Starting with the line that holds "A single pin marks each instance of the distant", repeat each line through the last one below, exactly. Pictures stay out.
━━━ Listing ━━━
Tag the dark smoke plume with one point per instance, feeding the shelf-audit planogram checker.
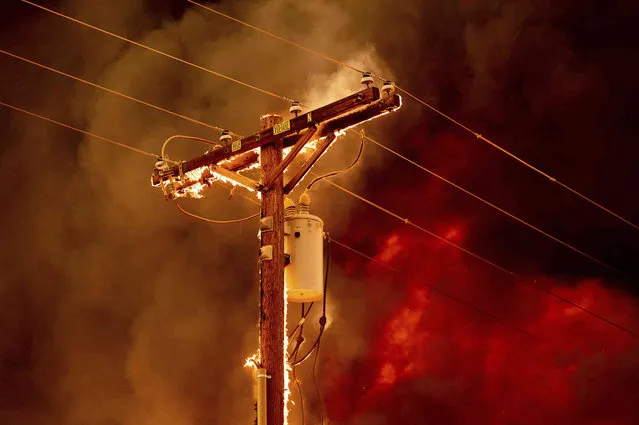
(114, 309)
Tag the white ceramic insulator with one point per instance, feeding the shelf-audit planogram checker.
(304, 243)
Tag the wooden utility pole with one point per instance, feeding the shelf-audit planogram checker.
(321, 124)
(272, 332)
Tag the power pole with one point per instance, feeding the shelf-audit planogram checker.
(272, 322)
(189, 177)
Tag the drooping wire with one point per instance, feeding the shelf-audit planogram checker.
(117, 93)
(490, 204)
(519, 159)
(301, 322)
(86, 133)
(159, 52)
(179, 136)
(208, 220)
(350, 167)
(537, 229)
(333, 240)
(297, 382)
(375, 142)
(429, 106)
(319, 340)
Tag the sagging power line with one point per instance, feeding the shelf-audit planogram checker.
(427, 105)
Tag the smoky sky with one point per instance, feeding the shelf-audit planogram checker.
(114, 309)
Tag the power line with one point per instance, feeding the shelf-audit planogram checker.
(375, 142)
(122, 145)
(357, 196)
(490, 204)
(208, 220)
(427, 105)
(117, 93)
(379, 263)
(159, 52)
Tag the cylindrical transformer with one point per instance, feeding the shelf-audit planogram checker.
(304, 243)
(260, 395)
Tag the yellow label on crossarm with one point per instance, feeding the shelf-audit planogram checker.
(281, 127)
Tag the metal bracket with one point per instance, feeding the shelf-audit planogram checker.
(266, 253)
(266, 224)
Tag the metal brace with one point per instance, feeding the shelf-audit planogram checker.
(266, 224)
(266, 253)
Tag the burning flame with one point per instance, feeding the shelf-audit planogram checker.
(253, 361)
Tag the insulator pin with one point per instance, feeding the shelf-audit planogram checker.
(367, 79)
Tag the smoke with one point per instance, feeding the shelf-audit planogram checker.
(117, 310)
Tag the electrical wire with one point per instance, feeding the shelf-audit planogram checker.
(610, 322)
(208, 220)
(375, 142)
(317, 389)
(486, 202)
(519, 159)
(334, 173)
(386, 266)
(152, 155)
(179, 136)
(117, 93)
(490, 204)
(159, 52)
(429, 106)
(422, 229)
(113, 142)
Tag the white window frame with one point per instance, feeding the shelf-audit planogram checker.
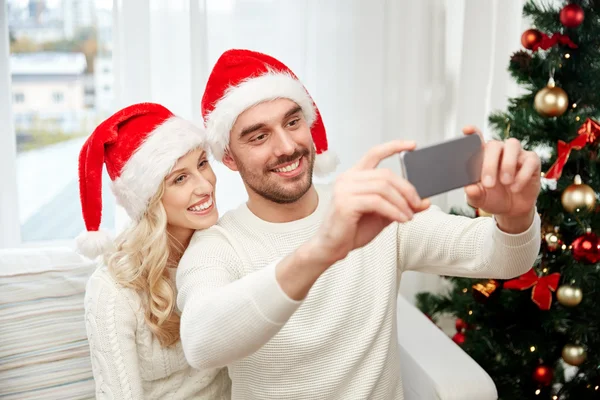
(10, 226)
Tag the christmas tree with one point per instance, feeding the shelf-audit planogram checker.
(538, 336)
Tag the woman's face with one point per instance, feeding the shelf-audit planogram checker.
(189, 196)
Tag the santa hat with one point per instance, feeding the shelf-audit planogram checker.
(241, 79)
(139, 144)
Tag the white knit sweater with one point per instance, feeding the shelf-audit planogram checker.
(340, 342)
(128, 362)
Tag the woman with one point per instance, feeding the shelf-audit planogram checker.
(161, 176)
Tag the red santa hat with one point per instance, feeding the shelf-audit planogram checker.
(241, 79)
(139, 145)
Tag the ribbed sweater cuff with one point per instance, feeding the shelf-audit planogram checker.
(519, 239)
(270, 299)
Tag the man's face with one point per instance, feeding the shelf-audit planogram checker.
(271, 146)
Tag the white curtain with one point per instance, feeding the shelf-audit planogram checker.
(377, 69)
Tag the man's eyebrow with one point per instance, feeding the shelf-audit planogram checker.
(292, 112)
(252, 128)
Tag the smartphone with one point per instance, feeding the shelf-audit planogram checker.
(444, 166)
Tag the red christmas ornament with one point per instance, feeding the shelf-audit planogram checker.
(571, 15)
(461, 325)
(530, 38)
(543, 286)
(586, 248)
(459, 338)
(543, 375)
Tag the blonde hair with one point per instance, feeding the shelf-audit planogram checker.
(143, 253)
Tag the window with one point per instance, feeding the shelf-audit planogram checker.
(54, 109)
(58, 97)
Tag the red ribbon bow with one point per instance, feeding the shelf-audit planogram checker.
(587, 133)
(543, 286)
(548, 41)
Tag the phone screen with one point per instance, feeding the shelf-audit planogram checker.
(443, 167)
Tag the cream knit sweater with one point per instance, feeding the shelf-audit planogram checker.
(127, 360)
(340, 342)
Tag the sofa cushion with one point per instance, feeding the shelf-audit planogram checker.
(44, 352)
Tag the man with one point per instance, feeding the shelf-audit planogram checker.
(295, 291)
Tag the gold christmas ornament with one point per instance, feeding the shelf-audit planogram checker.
(569, 296)
(574, 354)
(553, 241)
(483, 291)
(578, 196)
(551, 101)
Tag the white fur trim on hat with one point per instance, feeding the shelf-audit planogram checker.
(93, 243)
(154, 159)
(237, 99)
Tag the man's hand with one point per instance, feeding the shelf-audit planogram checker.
(510, 183)
(365, 201)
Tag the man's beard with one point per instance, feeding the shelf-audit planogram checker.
(265, 185)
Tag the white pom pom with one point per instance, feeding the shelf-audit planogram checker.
(94, 243)
(548, 184)
(325, 163)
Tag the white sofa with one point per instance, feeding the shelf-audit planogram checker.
(44, 352)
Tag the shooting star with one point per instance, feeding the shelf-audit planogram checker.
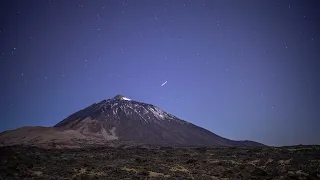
(164, 83)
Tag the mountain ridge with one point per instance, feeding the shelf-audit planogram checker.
(121, 120)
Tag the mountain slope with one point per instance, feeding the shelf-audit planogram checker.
(123, 120)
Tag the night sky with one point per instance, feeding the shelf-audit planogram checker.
(241, 69)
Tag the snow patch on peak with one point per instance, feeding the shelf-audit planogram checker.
(157, 112)
(127, 99)
(121, 97)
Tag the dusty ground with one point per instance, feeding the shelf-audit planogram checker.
(165, 163)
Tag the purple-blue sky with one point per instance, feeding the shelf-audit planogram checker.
(241, 69)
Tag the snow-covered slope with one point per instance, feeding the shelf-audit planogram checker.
(129, 120)
(118, 120)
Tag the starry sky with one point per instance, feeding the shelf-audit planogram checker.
(241, 69)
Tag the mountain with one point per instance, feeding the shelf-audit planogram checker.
(119, 120)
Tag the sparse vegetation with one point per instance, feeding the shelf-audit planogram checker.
(21, 162)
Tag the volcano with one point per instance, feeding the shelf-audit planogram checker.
(119, 120)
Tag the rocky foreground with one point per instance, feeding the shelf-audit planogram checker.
(299, 162)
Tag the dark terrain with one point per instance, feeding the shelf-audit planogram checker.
(296, 162)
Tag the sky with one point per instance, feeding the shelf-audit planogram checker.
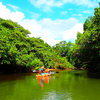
(52, 20)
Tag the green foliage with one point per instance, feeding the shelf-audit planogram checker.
(19, 52)
(86, 52)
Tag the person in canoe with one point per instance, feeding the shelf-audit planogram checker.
(41, 71)
(47, 71)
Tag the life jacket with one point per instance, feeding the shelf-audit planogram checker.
(39, 71)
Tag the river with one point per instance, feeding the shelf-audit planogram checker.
(65, 85)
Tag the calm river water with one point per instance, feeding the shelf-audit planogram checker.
(65, 85)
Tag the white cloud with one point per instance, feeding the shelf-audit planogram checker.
(72, 33)
(87, 11)
(14, 7)
(46, 28)
(46, 5)
(87, 3)
(5, 13)
(64, 12)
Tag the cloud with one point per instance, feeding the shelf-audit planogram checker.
(46, 5)
(87, 3)
(14, 7)
(72, 32)
(5, 13)
(87, 11)
(45, 28)
(48, 29)
(64, 12)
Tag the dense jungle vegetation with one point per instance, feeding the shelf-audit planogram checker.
(19, 52)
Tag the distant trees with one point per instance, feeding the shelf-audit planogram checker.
(86, 52)
(19, 52)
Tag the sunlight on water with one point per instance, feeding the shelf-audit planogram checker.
(65, 85)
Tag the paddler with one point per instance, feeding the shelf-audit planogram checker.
(41, 70)
(47, 71)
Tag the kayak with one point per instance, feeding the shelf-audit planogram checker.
(38, 76)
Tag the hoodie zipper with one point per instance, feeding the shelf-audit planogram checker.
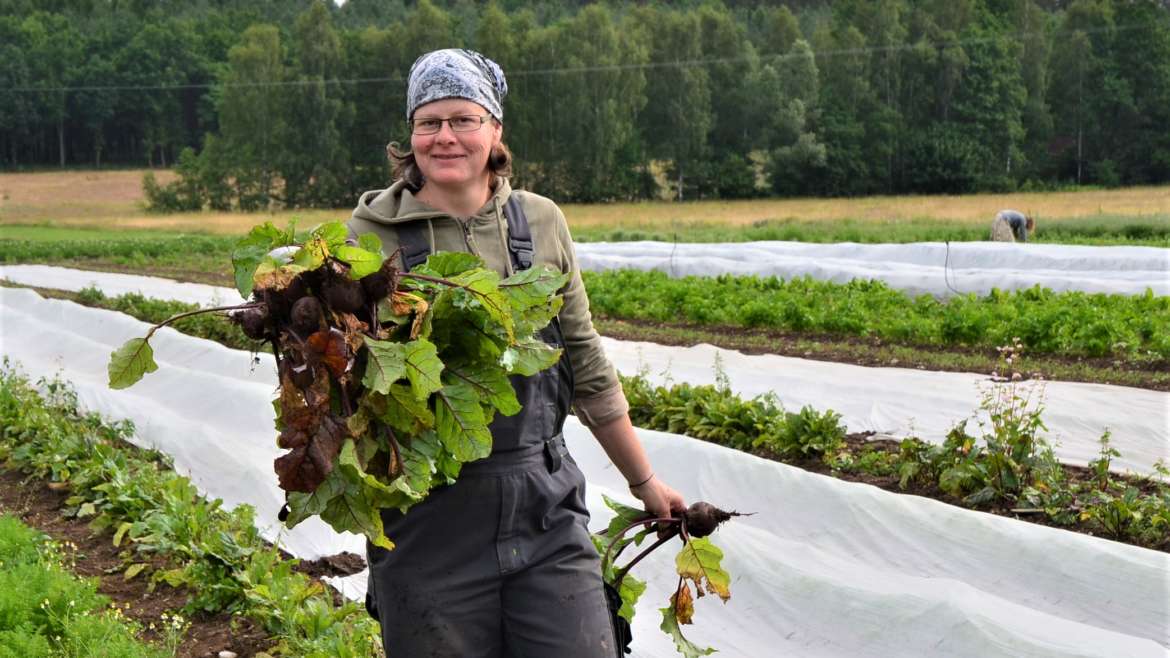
(466, 225)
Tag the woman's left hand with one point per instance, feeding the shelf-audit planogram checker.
(659, 498)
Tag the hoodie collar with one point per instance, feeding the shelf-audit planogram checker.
(398, 204)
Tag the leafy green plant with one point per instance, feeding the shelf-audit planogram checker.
(389, 379)
(699, 563)
(159, 516)
(1046, 322)
(45, 610)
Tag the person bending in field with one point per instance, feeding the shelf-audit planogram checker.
(500, 563)
(1011, 226)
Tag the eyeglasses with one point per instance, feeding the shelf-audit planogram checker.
(466, 123)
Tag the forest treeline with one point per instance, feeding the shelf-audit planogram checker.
(267, 102)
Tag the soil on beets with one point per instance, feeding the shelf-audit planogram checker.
(855, 350)
(94, 555)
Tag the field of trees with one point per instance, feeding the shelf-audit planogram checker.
(291, 103)
(146, 137)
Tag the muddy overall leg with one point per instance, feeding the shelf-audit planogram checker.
(552, 597)
(438, 593)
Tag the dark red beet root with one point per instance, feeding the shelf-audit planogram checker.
(305, 315)
(254, 322)
(377, 285)
(343, 295)
(702, 519)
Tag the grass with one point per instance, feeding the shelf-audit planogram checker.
(1099, 230)
(878, 354)
(114, 201)
(46, 610)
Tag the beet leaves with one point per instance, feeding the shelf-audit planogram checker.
(387, 379)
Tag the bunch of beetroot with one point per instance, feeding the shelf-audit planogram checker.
(699, 562)
(387, 379)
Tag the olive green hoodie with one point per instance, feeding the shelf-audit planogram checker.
(598, 392)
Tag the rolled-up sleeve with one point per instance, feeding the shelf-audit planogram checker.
(598, 395)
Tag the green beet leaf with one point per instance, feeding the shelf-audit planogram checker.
(630, 590)
(398, 493)
(332, 233)
(410, 412)
(701, 562)
(532, 287)
(529, 356)
(420, 460)
(305, 505)
(253, 248)
(362, 261)
(370, 242)
(422, 368)
(670, 626)
(483, 286)
(130, 362)
(460, 423)
(386, 364)
(311, 254)
(446, 264)
(536, 317)
(356, 507)
(491, 384)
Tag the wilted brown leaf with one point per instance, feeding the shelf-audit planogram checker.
(683, 604)
(305, 466)
(330, 349)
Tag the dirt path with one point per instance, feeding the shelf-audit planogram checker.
(94, 555)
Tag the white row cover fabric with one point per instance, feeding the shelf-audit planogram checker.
(823, 568)
(115, 283)
(892, 402)
(933, 268)
(899, 402)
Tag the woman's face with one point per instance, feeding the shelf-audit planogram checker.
(451, 158)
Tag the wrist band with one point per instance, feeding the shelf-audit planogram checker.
(648, 478)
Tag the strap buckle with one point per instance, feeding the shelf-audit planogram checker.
(553, 451)
(523, 251)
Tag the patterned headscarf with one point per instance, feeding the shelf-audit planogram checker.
(456, 73)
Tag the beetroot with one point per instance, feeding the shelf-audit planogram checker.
(702, 518)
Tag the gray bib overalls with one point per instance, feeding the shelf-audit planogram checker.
(500, 563)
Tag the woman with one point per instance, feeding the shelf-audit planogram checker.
(1011, 226)
(499, 563)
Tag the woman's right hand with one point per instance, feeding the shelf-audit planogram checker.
(660, 499)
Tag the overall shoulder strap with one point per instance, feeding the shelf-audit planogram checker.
(412, 238)
(520, 238)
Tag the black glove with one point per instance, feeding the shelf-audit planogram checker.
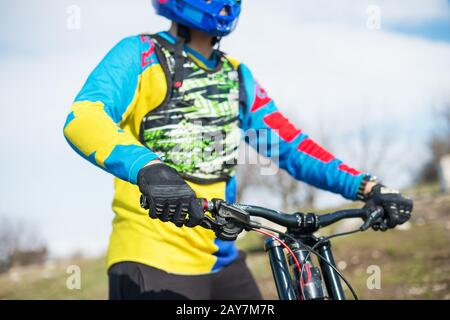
(168, 197)
(397, 208)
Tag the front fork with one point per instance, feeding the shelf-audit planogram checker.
(288, 284)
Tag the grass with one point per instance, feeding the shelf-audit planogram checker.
(414, 263)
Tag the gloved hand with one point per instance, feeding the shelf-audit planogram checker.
(168, 197)
(397, 208)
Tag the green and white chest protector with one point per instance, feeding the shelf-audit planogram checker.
(196, 128)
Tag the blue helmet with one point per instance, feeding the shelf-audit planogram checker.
(203, 15)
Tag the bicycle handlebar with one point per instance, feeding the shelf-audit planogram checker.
(230, 217)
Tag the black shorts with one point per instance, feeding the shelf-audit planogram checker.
(135, 281)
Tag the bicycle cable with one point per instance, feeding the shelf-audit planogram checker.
(314, 247)
(297, 263)
(317, 254)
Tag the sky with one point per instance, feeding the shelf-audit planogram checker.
(331, 66)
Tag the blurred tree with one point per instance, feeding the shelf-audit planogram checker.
(438, 146)
(20, 245)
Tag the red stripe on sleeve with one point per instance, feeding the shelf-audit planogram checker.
(314, 150)
(345, 168)
(286, 130)
(261, 98)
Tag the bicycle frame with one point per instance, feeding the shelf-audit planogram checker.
(287, 278)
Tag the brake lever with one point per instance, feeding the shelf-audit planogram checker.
(374, 216)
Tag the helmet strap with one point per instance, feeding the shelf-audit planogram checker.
(184, 32)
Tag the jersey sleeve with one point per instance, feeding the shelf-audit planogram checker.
(93, 126)
(268, 131)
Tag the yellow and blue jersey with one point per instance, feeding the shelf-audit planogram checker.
(104, 126)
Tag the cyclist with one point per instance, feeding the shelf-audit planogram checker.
(163, 113)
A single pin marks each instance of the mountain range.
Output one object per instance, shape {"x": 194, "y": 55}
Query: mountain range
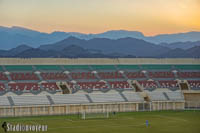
{"x": 72, "y": 47}
{"x": 11, "y": 37}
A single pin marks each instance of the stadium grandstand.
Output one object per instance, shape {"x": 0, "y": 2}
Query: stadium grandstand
{"x": 50, "y": 86}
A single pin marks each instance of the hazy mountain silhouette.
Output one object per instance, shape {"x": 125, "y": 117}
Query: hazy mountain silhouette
{"x": 183, "y": 45}
{"x": 15, "y": 36}
{"x": 126, "y": 46}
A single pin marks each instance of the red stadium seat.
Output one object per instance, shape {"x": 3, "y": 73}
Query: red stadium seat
{"x": 82, "y": 75}
{"x": 2, "y": 87}
{"x": 161, "y": 75}
{"x": 50, "y": 86}
{"x": 23, "y": 76}
{"x": 110, "y": 75}
{"x": 194, "y": 83}
{"x": 54, "y": 76}
{"x": 23, "y": 86}
{"x": 148, "y": 84}
{"x": 135, "y": 75}
{"x": 168, "y": 84}
{"x": 188, "y": 74}
{"x": 3, "y": 76}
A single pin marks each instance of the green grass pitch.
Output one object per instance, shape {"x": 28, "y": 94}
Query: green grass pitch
{"x": 132, "y": 122}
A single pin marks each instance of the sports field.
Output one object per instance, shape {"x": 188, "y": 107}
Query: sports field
{"x": 133, "y": 122}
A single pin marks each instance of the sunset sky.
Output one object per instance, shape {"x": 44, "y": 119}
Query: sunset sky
{"x": 94, "y": 16}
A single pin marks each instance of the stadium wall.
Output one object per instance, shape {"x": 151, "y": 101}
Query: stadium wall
{"x": 16, "y": 111}
{"x": 192, "y": 99}
{"x": 95, "y": 61}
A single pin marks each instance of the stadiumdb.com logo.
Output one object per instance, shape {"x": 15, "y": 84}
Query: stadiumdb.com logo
{"x": 8, "y": 127}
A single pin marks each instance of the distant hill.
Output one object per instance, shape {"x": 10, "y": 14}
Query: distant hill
{"x": 15, "y": 36}
{"x": 100, "y": 48}
{"x": 181, "y": 53}
{"x": 182, "y": 45}
{"x": 128, "y": 46}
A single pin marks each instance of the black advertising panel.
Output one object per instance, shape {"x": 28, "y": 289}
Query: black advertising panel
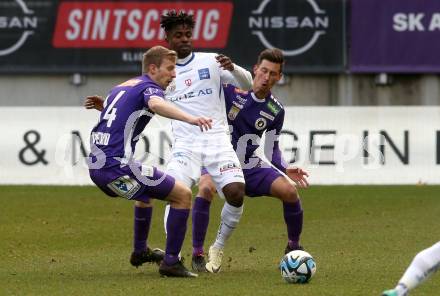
{"x": 310, "y": 33}
{"x": 38, "y": 36}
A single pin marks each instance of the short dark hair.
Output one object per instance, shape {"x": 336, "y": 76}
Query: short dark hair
{"x": 273, "y": 55}
{"x": 173, "y": 19}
━━━
Complete answer:
A single pin marks each instance of the distant hill.
Output one object per instance, shape {"x": 10, "y": 14}
Query: distant hill
{"x": 15, "y": 36}
{"x": 100, "y": 48}
{"x": 181, "y": 53}
{"x": 182, "y": 45}
{"x": 128, "y": 46}
A single pin marks each instance of the black advertising panel.
Output one object per instance, shape {"x": 28, "y": 289}
Query: black advertising panel
{"x": 310, "y": 33}
{"x": 38, "y": 36}
A single pin marks each instance of the short dark hair.
Output one object per instance, shape {"x": 336, "y": 76}
Query: short dark hair
{"x": 273, "y": 55}
{"x": 173, "y": 19}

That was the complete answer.